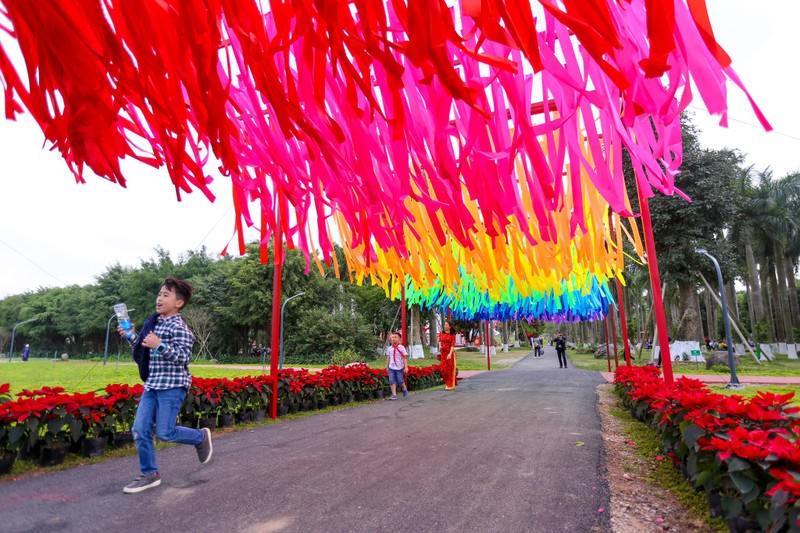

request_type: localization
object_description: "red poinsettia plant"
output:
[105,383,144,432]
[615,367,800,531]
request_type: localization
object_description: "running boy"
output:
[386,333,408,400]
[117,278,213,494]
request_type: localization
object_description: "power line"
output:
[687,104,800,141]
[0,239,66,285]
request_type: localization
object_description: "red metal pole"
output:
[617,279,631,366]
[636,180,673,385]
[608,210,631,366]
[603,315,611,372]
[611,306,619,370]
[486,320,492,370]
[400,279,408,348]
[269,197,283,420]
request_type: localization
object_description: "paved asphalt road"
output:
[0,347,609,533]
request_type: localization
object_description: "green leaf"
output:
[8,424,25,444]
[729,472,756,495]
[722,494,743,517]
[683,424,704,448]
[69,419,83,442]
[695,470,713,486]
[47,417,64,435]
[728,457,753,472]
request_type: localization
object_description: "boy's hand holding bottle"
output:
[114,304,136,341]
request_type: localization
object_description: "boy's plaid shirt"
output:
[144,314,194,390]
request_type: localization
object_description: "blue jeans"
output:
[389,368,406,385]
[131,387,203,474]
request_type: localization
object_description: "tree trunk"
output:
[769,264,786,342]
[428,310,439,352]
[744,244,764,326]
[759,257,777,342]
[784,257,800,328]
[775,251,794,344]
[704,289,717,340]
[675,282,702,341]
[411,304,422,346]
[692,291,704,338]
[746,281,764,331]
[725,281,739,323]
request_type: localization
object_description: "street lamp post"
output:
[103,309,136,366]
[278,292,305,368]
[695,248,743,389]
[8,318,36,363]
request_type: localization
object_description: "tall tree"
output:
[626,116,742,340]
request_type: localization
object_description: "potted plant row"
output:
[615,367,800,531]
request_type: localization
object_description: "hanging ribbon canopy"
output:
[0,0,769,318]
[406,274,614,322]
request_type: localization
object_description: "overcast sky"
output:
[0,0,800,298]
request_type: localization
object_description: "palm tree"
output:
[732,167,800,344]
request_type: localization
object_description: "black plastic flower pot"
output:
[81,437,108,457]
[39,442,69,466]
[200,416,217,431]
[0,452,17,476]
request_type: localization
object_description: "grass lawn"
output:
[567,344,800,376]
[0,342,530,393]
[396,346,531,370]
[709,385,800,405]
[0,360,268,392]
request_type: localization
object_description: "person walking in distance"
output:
□ □ □ □ □ □ □
Locate every line in the material above that contains the string "plant", and copy each of those lines.

object_description: "red poinsettia plant"
object_description: "potted plant row"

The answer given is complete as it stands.